In the entries that follow, the lines from the one with "Target: windshield" through the one with "Exercise. Point out every instance of the car headlight" are the ones to write out, exactly and with both ends included. Nothing else should appear.

== Data

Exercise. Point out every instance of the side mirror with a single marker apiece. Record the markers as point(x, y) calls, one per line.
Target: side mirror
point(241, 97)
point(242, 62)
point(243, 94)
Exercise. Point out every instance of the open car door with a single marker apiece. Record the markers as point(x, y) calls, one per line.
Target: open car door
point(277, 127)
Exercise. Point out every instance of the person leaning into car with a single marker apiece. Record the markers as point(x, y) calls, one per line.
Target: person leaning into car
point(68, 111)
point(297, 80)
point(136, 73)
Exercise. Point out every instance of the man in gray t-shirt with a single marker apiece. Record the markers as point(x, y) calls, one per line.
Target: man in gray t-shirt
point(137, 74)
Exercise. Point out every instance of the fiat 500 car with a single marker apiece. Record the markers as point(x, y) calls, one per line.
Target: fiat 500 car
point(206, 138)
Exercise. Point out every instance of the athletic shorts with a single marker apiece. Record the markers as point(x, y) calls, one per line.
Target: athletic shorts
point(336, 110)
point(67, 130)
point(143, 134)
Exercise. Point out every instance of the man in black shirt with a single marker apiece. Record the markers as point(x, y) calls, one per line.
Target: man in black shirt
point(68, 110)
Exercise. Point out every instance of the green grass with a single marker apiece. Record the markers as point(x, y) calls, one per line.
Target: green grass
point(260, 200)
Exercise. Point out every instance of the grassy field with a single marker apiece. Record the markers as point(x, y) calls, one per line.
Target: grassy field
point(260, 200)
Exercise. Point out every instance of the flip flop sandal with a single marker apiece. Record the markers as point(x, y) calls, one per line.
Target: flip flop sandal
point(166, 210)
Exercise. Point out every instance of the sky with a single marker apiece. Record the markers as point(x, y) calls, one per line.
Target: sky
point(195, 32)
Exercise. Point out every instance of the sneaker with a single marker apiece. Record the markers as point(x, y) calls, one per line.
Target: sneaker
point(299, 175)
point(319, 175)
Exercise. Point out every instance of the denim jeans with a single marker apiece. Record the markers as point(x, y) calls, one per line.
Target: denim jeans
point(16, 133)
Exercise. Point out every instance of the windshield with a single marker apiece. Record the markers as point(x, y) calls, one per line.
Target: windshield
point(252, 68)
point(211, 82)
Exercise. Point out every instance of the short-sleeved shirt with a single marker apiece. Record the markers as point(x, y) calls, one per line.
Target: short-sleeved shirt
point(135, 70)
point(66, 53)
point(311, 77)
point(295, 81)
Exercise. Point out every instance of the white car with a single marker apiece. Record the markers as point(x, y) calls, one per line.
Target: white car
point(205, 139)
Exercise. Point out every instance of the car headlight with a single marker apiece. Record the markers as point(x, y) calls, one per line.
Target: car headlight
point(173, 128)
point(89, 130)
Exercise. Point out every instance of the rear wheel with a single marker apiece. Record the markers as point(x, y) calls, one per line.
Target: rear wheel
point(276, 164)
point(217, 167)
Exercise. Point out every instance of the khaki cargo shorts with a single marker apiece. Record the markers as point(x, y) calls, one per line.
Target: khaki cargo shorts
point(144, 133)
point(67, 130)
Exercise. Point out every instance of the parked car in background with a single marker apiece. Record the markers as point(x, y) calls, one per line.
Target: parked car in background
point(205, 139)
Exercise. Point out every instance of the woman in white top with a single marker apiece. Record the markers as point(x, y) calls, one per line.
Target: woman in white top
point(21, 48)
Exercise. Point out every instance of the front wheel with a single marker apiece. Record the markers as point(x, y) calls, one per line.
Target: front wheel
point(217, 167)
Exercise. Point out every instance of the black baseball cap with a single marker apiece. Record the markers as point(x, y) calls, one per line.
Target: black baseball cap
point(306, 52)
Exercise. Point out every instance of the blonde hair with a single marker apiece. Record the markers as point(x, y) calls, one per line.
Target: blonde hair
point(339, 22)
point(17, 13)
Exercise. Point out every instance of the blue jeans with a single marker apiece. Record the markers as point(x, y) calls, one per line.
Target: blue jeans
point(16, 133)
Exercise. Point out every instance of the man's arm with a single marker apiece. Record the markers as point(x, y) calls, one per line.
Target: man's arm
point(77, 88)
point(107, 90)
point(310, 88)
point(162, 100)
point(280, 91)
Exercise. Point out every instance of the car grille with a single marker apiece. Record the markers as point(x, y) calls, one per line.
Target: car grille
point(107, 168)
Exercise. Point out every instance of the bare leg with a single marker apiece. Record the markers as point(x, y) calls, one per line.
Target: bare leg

====

* _Reply_
Target: windshield
point(252, 68)
point(211, 82)
Exercise. Point out every instance of the short-sleeved shirt with a single marker apiece. Record the markers as point(x, y) calls, one per line.
Target: short-sleeved shirt
point(135, 70)
point(66, 53)
point(311, 77)
point(295, 81)
Exercise. Point out every instance of the white car with a single marker apiece. Record the markers as point(x, y) calls, one per line.
Target: white car
point(205, 139)
Exercise. Point out every instance of the car headlight with a single marker apiece. Record the markers as point(x, y) calls, one per line.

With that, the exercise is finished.